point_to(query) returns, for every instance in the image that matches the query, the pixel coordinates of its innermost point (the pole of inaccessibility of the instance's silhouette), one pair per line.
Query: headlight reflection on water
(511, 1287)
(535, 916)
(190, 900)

### WHAT YOU HAVE TO DO:
Put these records into a two-column CSV with the columns request and answer, one row for each request. Each request and each answer goes in its own quoted field, with line breaks replaced by spaces.

### EXERCISE SOLUTION:
request,answer
"point_to(query) returns, for every instance in the image that matches the query, the pixel coordinates of its innermost point (the pole of inaccessibility of the instance's silhouette), one pair per line. Query: headlight reflection on water","(511, 1287) (535, 916) (190, 900)"